Dataset rows
- - -
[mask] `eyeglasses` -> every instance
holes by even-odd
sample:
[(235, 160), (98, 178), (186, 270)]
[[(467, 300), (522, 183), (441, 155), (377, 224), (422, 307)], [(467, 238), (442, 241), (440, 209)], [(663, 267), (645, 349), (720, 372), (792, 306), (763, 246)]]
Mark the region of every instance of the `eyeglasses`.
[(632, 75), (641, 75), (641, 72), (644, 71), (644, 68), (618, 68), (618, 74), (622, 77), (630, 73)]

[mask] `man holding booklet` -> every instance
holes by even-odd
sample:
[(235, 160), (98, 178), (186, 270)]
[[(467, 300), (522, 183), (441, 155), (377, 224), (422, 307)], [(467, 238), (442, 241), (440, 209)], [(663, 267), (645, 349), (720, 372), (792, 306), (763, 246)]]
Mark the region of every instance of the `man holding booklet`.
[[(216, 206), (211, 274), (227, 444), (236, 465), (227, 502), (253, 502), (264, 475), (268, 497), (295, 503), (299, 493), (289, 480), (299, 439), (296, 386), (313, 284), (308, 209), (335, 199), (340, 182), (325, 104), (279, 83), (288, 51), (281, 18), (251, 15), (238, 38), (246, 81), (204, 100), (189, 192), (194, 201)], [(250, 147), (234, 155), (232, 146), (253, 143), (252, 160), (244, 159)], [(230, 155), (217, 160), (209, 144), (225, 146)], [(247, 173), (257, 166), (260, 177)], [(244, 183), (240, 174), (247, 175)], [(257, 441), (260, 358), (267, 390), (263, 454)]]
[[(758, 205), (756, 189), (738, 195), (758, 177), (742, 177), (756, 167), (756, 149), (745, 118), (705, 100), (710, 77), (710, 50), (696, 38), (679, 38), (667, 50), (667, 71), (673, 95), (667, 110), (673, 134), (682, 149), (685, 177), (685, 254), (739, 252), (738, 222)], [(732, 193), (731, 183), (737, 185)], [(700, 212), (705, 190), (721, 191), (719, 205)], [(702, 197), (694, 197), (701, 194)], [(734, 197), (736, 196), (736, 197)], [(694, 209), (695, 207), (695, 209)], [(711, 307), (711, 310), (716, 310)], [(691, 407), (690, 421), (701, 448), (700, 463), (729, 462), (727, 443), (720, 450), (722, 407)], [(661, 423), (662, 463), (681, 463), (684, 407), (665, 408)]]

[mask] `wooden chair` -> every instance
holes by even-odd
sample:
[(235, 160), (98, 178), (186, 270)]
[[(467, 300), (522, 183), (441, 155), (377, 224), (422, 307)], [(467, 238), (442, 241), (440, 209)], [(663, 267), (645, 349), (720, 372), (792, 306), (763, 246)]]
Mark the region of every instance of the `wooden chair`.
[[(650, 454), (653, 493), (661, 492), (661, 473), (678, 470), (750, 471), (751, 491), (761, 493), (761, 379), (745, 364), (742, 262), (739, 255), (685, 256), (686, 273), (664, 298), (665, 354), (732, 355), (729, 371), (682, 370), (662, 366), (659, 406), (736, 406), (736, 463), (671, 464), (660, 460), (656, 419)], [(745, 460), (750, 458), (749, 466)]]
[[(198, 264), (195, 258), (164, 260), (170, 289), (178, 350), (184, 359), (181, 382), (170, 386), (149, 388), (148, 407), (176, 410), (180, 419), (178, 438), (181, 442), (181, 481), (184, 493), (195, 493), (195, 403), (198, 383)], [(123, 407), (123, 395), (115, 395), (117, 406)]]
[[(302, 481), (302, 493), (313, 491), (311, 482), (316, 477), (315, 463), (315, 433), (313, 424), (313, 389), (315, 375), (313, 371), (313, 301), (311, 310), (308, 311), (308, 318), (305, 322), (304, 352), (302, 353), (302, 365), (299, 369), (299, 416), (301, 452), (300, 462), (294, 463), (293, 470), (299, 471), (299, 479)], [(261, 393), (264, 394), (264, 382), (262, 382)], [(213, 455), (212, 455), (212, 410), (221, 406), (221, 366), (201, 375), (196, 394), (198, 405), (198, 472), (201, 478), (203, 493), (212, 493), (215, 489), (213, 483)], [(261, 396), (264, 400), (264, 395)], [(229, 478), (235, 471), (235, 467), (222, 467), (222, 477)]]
- - -
**Instruction**
Identify every line in the items above that contains the word "region", and copy each of those lines. Case counts.

**Problem solution**
Mark the region of every instance of the `eyeglasses`.
Mark the region of every instance of the `man holding booklet`.
Mark the region of every instance of the `wooden chair`.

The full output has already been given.